__EXCERPTED DATA__
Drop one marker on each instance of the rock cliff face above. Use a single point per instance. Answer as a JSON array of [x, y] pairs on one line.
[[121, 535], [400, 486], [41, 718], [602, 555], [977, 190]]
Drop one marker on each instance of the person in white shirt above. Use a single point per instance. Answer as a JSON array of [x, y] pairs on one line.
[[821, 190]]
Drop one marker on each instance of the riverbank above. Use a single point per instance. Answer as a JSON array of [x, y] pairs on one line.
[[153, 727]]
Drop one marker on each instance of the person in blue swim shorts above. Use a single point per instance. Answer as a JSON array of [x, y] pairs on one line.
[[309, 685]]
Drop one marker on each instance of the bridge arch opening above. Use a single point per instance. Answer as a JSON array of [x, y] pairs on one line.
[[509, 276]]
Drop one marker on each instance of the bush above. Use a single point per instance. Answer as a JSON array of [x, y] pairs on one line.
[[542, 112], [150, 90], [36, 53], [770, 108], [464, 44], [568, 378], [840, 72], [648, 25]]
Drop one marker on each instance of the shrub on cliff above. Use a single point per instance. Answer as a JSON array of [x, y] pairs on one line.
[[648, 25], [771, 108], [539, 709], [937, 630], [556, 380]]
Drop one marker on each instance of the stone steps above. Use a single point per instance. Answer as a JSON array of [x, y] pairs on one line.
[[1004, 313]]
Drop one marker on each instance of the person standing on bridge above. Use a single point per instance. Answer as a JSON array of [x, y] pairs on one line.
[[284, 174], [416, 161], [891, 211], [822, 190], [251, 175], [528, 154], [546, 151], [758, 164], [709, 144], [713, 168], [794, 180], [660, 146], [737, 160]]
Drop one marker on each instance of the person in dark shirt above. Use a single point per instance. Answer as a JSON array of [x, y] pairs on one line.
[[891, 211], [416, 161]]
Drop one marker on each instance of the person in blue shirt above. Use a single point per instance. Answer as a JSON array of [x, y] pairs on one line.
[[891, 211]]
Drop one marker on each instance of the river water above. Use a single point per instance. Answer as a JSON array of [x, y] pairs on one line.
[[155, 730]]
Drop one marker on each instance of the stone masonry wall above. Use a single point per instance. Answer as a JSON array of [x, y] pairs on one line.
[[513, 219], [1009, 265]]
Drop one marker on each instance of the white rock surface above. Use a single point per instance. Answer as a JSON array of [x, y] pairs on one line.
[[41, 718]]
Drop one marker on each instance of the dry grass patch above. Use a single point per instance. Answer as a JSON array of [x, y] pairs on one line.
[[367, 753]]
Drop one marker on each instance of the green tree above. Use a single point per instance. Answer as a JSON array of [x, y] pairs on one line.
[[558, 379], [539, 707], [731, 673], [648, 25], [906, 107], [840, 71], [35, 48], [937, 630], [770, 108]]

__TASK DIRECTIONS__
Can you repeat the rows above word for word, starting with the row that contains "in blue swim" and going on through the row that contains "[[509, 276]]", with both of those rows included?

__RESULT__
Drop one marker on each instance of the person in blue swim shorts above. Use a single point per instance. Answer as a JSON array of [x, y] pairs on one line.
[[309, 685]]
Drop one marker on each instance of the bridge arch opening above. Use a single point per instance. Answer as a JSON array of [x, y] pairs on one line.
[[509, 276]]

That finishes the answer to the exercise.